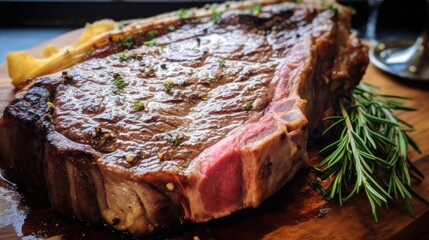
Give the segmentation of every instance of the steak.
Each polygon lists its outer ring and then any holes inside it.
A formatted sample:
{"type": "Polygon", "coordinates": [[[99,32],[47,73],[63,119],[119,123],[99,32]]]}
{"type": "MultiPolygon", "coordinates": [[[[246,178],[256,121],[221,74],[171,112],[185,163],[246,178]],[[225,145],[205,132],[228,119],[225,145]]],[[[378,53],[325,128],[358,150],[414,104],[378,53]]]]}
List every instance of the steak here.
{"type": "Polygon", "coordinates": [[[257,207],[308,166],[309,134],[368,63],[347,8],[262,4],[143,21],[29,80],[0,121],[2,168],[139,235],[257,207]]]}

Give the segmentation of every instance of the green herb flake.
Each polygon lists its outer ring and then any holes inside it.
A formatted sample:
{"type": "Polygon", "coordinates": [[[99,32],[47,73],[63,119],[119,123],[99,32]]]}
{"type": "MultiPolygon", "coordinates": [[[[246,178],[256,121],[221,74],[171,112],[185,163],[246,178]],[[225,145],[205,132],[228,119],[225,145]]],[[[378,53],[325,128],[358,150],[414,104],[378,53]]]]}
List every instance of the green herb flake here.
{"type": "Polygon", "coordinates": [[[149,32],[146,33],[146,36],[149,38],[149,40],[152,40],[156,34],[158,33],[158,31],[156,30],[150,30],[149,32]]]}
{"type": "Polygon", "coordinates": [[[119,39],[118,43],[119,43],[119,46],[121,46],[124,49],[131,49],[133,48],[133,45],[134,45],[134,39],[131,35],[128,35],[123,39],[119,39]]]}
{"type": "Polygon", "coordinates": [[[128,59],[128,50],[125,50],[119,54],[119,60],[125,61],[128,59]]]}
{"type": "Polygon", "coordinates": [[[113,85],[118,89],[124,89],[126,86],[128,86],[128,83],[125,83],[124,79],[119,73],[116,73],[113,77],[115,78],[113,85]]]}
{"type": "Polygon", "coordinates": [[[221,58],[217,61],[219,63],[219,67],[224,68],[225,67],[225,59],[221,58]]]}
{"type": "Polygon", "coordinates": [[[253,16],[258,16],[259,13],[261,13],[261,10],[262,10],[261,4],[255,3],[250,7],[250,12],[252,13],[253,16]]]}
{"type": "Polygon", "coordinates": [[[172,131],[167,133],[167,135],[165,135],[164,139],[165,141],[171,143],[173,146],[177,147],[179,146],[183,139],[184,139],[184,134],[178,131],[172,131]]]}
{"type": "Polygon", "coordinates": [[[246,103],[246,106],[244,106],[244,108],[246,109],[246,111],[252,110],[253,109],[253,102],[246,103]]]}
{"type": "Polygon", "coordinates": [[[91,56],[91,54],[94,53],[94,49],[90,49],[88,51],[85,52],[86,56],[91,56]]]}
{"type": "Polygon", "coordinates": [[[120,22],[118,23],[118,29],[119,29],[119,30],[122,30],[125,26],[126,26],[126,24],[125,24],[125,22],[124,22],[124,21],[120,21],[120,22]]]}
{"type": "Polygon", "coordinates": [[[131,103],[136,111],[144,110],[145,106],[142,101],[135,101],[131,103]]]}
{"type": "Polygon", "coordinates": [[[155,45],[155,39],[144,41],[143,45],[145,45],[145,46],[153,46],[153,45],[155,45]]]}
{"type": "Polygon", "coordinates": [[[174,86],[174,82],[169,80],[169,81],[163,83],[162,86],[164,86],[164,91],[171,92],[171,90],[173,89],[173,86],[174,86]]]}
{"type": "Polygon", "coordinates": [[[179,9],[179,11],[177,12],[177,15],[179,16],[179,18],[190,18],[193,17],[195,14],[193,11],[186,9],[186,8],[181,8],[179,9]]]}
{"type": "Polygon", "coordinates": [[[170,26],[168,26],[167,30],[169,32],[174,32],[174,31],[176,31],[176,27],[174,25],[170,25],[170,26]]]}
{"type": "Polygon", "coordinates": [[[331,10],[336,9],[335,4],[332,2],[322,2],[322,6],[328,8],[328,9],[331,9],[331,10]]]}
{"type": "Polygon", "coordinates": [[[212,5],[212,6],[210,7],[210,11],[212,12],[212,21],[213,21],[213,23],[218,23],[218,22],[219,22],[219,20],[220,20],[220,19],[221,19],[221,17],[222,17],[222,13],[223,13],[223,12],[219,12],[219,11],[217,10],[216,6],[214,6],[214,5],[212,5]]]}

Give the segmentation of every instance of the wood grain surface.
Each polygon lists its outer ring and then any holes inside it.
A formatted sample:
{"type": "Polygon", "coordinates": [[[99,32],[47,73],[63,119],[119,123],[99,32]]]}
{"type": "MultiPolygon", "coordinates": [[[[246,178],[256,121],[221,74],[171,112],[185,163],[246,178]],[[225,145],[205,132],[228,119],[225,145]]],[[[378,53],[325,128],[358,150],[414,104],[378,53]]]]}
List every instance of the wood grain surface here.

::::

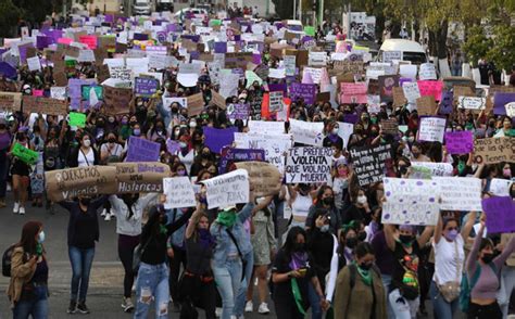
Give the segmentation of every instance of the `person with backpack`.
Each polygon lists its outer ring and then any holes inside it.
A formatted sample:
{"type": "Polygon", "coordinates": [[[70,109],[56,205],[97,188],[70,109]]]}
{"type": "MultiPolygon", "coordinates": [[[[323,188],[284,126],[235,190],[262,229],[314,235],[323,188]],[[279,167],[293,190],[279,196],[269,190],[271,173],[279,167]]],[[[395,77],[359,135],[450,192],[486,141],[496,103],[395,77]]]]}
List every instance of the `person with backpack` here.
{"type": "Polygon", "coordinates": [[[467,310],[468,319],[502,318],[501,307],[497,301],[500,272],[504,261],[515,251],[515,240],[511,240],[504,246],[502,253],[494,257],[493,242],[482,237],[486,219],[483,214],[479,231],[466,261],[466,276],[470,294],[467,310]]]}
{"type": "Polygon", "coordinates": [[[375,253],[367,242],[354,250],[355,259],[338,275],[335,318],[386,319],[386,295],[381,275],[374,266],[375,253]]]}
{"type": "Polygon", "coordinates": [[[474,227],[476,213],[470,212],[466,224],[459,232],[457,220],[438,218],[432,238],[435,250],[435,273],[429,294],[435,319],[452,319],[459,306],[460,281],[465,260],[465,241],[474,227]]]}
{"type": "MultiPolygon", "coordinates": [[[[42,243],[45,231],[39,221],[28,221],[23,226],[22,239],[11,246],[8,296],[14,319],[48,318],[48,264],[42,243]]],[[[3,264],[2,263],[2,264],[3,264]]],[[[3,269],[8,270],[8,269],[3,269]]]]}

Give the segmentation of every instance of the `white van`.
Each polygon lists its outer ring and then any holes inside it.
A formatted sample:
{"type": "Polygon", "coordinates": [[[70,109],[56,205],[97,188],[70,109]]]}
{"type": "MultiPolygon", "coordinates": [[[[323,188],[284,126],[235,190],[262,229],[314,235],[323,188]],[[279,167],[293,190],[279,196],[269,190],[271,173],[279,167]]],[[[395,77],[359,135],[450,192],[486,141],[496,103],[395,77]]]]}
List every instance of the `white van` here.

::::

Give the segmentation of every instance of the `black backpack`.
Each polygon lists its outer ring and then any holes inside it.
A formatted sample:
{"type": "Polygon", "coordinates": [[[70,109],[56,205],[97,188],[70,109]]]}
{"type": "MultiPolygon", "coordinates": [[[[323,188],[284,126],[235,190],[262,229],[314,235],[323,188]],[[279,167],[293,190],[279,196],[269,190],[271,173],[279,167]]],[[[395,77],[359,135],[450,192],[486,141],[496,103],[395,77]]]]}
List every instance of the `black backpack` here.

::::

• **EXERCISE GOAL**:
Find every line in the entries above that contains the word "steak" and copy each such line in full. Matching is case-sensitive.

• **RESULT OF THIS TASK**:
Give the segmentation of every instance of the steak.
List every instance of the steak here.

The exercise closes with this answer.